● What this task involves
Recast all of the entries below as a numbered list, one line per item, and leave out any blank lines.
:: Supplied material
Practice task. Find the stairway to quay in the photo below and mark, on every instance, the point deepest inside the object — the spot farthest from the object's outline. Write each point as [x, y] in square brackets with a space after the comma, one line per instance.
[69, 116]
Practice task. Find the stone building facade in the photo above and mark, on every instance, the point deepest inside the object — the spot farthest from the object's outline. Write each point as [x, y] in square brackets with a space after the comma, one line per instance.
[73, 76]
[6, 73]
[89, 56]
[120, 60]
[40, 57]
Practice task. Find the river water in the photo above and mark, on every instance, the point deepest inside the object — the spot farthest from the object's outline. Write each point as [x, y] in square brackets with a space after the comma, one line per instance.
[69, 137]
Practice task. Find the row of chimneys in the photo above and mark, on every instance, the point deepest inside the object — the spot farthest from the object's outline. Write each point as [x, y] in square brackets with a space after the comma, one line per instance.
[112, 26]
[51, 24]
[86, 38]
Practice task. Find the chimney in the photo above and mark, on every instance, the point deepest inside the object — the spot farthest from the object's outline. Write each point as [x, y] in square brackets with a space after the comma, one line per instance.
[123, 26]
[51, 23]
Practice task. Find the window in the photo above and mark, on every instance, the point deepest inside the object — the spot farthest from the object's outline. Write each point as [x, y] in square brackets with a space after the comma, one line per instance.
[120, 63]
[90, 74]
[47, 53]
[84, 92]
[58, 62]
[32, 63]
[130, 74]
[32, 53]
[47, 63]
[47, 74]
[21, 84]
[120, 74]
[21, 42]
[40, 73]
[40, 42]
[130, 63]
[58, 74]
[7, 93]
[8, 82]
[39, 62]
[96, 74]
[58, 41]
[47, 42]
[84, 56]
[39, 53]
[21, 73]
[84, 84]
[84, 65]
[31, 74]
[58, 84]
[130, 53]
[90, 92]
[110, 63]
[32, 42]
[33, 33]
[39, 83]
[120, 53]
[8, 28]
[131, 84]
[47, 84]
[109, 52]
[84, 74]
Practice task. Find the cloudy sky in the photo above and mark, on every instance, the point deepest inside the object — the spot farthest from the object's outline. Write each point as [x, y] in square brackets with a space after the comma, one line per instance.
::::
● Task response
1. Practice task. Find the stairway to quay in the photo below and mark, on every instance, the point deepest inside the object — the spot farthest from the object's outline. Write each point as [x, y] in square brackets with a space after the comma, one line per instance.
2. [69, 116]
3. Practice task. Find the stone building facade in the photo above and mark, on every instance, the point deepest inside the object — the spot farthest from the object's outline. Write each point as [x, y] in square brackets with a space after the comma, one line per instance.
4. [73, 76]
5. [6, 73]
6. [89, 56]
7. [120, 60]
8. [40, 57]
9. Practice task. Find the river water in the photo above and mark, on every instance, the point deepest inside the object — the spot farthest from the object's outline. Write each point as [x, y] in square brackets with a space after the comma, one line per instance.
10. [69, 137]
11. Practice task. Find the row of chimneys in the photo above and mark, on every instance, the point deepest inside the object — the spot farthest from the object's outline. Write each point as [x, y] in square brackets with a space after the comma, one line per instance.
12. [112, 26]
13. [51, 24]
14. [86, 38]
15. Practice task. Find the chimney in the photo above and mark, on every instance, the point deepest inside the object — the spot farthest from the object's outline. Write each point as [x, y] in square brackets with a space after the comma, one line per instance.
16. [123, 26]
17. [51, 23]
18. Practice task. Find the window in the photo above and mark, on every instance, the point deepest inside the object — the spot farthest from the object's outline. Write each point as [x, y] in square brackets with a space after the comma, one line per instance.
19. [120, 63]
20. [90, 74]
21. [47, 53]
22. [84, 92]
23. [58, 62]
24. [32, 63]
25. [130, 74]
26. [32, 53]
27. [47, 63]
28. [47, 74]
29. [21, 84]
30. [120, 74]
31. [21, 42]
32. [40, 73]
33. [40, 42]
34. [130, 63]
35. [58, 74]
36. [7, 93]
37. [8, 82]
38. [39, 62]
39. [96, 74]
40. [58, 41]
41. [47, 42]
42. [84, 56]
43. [39, 53]
44. [21, 73]
45. [84, 84]
46. [84, 65]
47. [31, 74]
48. [58, 84]
49. [130, 53]
50. [90, 92]
51. [110, 63]
52. [32, 42]
53. [33, 33]
54. [39, 83]
55. [120, 53]
56. [8, 28]
57. [131, 84]
58. [47, 84]
59. [109, 52]
60. [84, 74]
61. Practice task. Find the cloudy sky in the photo above and mark, on every instance, the point deepest inside the object — the spot farthest from the object's outline. Write each point as [x, y] in square brackets with a space after the comma, one line per instance.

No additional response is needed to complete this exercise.